**WORK TO BE COMPLETED**. Reproduce every item below verbatim, line for line, and leave the pictures out of your output.

╔══

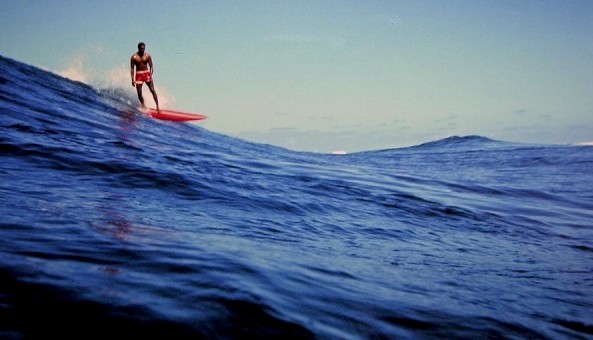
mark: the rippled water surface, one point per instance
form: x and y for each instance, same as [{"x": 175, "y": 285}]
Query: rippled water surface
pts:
[{"x": 116, "y": 224}]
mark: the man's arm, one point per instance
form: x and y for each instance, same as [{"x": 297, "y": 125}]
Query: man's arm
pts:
[
  {"x": 150, "y": 64},
  {"x": 132, "y": 71}
]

╚══

**SOLUTION BELOW**.
mark: the rippled water surface, one point per instance
form: x and y for each instance, same as [{"x": 175, "y": 285}]
Query: rippled water surface
pts:
[{"x": 116, "y": 224}]
mark: the man's arm, one point per instance
form: x and y for each instance, same as [{"x": 297, "y": 125}]
Query: man's arm
pts:
[
  {"x": 150, "y": 64},
  {"x": 132, "y": 71}
]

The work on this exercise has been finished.